### Assigned task
All of the data should be given again word for word, though the images are to be left out.
:: Dataset extract
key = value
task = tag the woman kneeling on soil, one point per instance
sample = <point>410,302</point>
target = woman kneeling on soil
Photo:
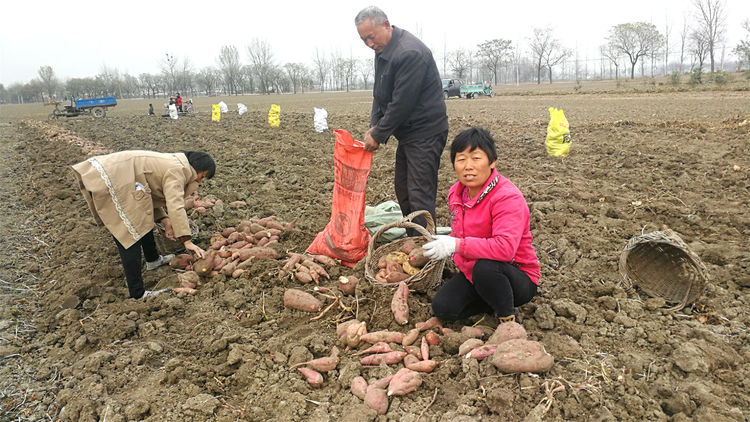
<point>490,239</point>
<point>128,191</point>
::::
### Completed exercise
key = value
task = tag the woman kneeling on soil, one point per instance
sample = <point>410,302</point>
target = woman kneeling on soil
Photo:
<point>490,239</point>
<point>128,191</point>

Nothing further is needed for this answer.